» **To-do list**:
**1.** In the piece on the CEO/CHRO partnership, what question did Anita ask Aaron during her job interview?
**2.** Extend the piece on the CEO/CHRO partnership, starting right after its final sentence.

» **Selection**:
◆ ◆ ◆ ◆ ◆ ◆ ◆

Anita Grantham (host of the Culture Creators show) was his CHRO — which makes today’s episode the closest thing on the internet to an operating manual for the ideal CEO/CHRO partnership.
We pulled 6 rules from this conversation with the goal of giving you clear, strategic and tactical insights to help you lead a high-performing team that blows expectations out of the water.

1. The Coachability Test
During her job interview to become Pluralsight’s firstr CHRO, Anita asked Aaron, “Are you willing to be coached?”
The question took him off guard and made him reconsider what he was looking for in a CHRO.
“[It] helped me think more deeply about what I really wanted in this partnership — like, what does the ideal partnership look like? […] I remember thinking, ‘This is the kind of person who really is thinking strategically about how HR will help create and materialize this vision that I have for the company, and that I was so passionate about and committed to.’
It was in that moment that I realized that’s what I really wanted. […]
At first I thought I wanted what everyone wanted — someone who knows HR, who has experience, who knows the drill.
But after going through that dialogue with you, I realized, Ok, with Anita, I’m gonnna get something much deeper, something more strategic, where I can have this deep trust and a true business partner. […] Someone who will, in many way, be my most trusted advisor in the business. That will help me realize a lot of these amazing ideas I have in my head.”
Aaron understood that if he wasn't willing to be coached, he couldn’t expect to create a culture of learning.
The strategic logic: a coachable CEO is the ceiling for what your executive coaching program can do. If the CEO sits out, the team reads the silence and will not go all-in on their own development.
The question is also a leadership test in itself. Coachability is a public statement that there is something to learn, and that you can learn it from people who report to you.
The first move: when you're evaluating your current CEO, or interviewing for your next CHRO role, ask the question plainly. Watch the first three seconds of the answer.
2. Vision Before Culture
A vision is not a sentence on a wall. The Pluralsight vision was a multi-page document that mapped every part of the business five years out, function by function.

◆ ◆ ◆ ◆ ◆ ◆ ◆

» **Data extract**:
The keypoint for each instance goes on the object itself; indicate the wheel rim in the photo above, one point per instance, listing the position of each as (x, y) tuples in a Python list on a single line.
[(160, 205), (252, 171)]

◆ ◆ ◆ ◆ ◆ ◆ ◆

» **The results**:
**1.** "Are you willing to be coached?"

**2.**
"The best culture in the world isn't going to get you anywhere if you don't have a North Star." [00:14:53]
The strategic logic: culture investments without a destination produce activity, not progress. Engagement scores improve. Recognition goes up. Nothing in the business changes. The vision is what gives the culture work somewhere to point.
The first move: write the five-year picture for at least four functions (product, sales, customer, finance) and pressure-test it with your executive team before you green-light the next engagement initiative.
3. Coaching at Every C-Suite Seat
Every C-level executive had a weekly coach. The CEO went first. The whole team rose to that bar. "The whole team just started operating at a higher level every week."
The strategic logic: honest feedback compounds. Once it becomes the operating cadence, the cracks in the executive team get repaired before they become flight risks. Speed comes from the absence of unresolved tension, not from shorter meetings.
The first move: pair the CEO with a coach first. Six months later, extend the program to the C-suite. The right window to introduce coaching at scale is before the team's habits ossify, somewhere between fifty employees and a few hundred. Past that, retrofitting is much harder.
4. Confidentiality Is the Whole Asset
The CHRO has to be a peer to the C-suite and an advisor to the CEO at the same time. The only thing that makes that work is iron-clad confidentiality both directions. This was a clear, agreed-upon expectation between Executives:
We had strict rules around privacy and confidentiality that we would never break.
We wrote that down and said like, these are our rules of engagement and how we wanna operate as a team. And so it was like top of mind for everybody.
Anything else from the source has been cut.